| Problem details |
According to the brush handle text, which wood is used to make the prototypes?

I choose stabilized burled box elder. Box elder is a light colored wood growing just about anywhere in North America. The idea is to find a wood that has a significant abnormality in the grain, swirls, waves, ripplies, etc.. Also spalt or semi-decayed wood is also preferable.
Box elder is a light colored wood with the burl it has some interest. The burl is accented by the application of a wood dye. Wood dye is applied by a vacuum method forcing the dye completely thru the wood. Different portions of the wood accept the dye more deeply than other parts, heightening the contrast created by the burl. You can see areas of no dye to areas of dense dye. Colors like green, blue, black, gold, red show the contrast well. Some pieces are ‘double-dyed’ to show almost a kalediscope of colors and density through the wood.
Once the dye is thoroughly dried, about a week at 140 degrees F, a acrylic resin is vacuumed into the wood sealing and filling the voids in the wood. After the resin has set the wood can be processed as any acrylic product, SHARP TOOLS and HIGH SPEED.

Now that you have identified your material, you need to define your shape of the handle. I take my design from existing historical pieces and modify them to fit my hand. Draw out your design FULL SIZE on graph paper to understand the high and low points and most particularly the transitions between those points. In turning on the lathe the art of turning is in those transitions.
Once you have finalized a shape. Create prototypes with a durable wood to see how the shape looks full size and how it appears. I use Clear Alaskan Yellow Cedar, as it is my favorite turning wood.

Now that you have a full size template mount your target handle source in the lathe and crank it out.
Turning it out is a simple process of connecting the dot’s from high point to low point with the accurate transitions.
Once you have the basic shape turned out now the fun part. Finishing.
Finishing is the make or break of an item, it is what the user sees
Here is my basic approach.

Start with 140 grit to finalize the basic shape
Dust with a damp lint free cloth
Sand with 220 grit
Dust with a damp lint free cloth
Sand with 300 grit
Dust with a damp lint free cloth
Sand with 400 grit
Dust with a damp lint free cloth
Sand with 800 grit
Dust with a damp lint free cloth
Sand with 1200
Dust with a damp lint free cloth
Inspect for finish


Part off the handle, you have to use a very fine parting tool, I actually use my flush cut saw to avoid scarring the wood.

At this point you have a choice. Continue with sanding up to 12000 if you are going to use an oil finish
Or
Setup to use a lacquer type finish

I have been using shellac for several years after I got hooked on French Polish
I like shellac in that it dries to the touch in 10 minutes and can be recoated after 60 -90 mins. You can’t do that with poly

If you get serious with shellac you will buy shellac dry by the pound and mix what you need when you need it. Shellac goes stale if you leave it too long in solution.
I use a 2 lb cut of shellac to finish the brush handles
I apply a very light coat with a high grade bristle brush
The coat dries within minutes
After 60 min, sand lightly with a 400 grit paper
Clean the surface with alcohol and then a tack cloth
Apply another coat
After 5 coats let dry for 24 hours
Almost done!!

| Information supplied |
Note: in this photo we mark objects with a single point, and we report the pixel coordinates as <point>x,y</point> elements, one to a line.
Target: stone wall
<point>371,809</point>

| Response to the exercise |
Clear Alaskan Yellow Cedar.